Write out all the records below again, putting "object" wherever "instance" appears and changing nothing else.
***** Material for this task *****
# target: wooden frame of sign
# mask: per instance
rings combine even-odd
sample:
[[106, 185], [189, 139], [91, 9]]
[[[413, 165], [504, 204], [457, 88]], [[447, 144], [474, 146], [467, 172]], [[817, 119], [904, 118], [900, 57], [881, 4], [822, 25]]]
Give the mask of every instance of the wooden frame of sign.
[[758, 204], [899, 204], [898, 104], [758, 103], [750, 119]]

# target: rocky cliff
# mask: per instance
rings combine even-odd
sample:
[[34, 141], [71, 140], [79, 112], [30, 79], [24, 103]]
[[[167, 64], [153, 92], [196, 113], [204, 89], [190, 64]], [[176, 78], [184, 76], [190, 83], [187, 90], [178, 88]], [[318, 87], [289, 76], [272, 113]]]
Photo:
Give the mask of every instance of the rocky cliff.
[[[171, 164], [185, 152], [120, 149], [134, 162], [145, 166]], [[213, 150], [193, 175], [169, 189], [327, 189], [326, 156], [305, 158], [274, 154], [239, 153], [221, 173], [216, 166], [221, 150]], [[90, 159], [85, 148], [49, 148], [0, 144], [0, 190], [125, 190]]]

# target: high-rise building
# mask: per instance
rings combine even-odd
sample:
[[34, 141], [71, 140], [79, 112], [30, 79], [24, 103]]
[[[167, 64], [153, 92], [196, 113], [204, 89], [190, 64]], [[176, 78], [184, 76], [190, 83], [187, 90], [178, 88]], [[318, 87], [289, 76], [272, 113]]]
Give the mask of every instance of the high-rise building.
*****
● **Exercise output**:
# target: wooden frame of sign
# mask: per object
rings combine even-odd
sample:
[[106, 185], [189, 139], [91, 9]]
[[[413, 165], [504, 204], [457, 88]], [[447, 144], [474, 146], [467, 172]], [[817, 119], [904, 118], [900, 57], [881, 4], [822, 25]]]
Give the mask of every object of the wooden frame of sign.
[[758, 204], [899, 204], [898, 104], [758, 103], [750, 119]]

# target: rocky cliff
# mask: per object
rings combine even-odd
sample:
[[34, 141], [71, 140], [79, 112], [30, 79], [24, 103]]
[[[167, 64], [153, 92], [196, 113], [204, 89], [190, 64]], [[176, 78], [184, 76], [190, 83], [187, 90], [178, 88]], [[318, 87], [289, 76], [272, 113]]]
Photo:
Give the mask of every object of the rocky cliff.
[[[171, 164], [185, 152], [120, 149], [134, 162], [145, 166]], [[213, 150], [193, 175], [169, 189], [327, 189], [326, 156], [305, 158], [274, 154], [239, 153], [221, 173], [216, 166], [221, 150]], [[90, 159], [85, 148], [49, 148], [0, 144], [0, 190], [125, 190]]]

# target: high-rise building
# mask: per object
rings combine even-odd
sample:
[[34, 141], [71, 140], [79, 112], [30, 79], [24, 103]]
[[[167, 64], [153, 92], [196, 113], [204, 89], [190, 64]], [[176, 78], [184, 76], [190, 83], [187, 90], [178, 88]], [[318, 87], [289, 76], [272, 113]]]
Give the mask of every object of the high-rise building.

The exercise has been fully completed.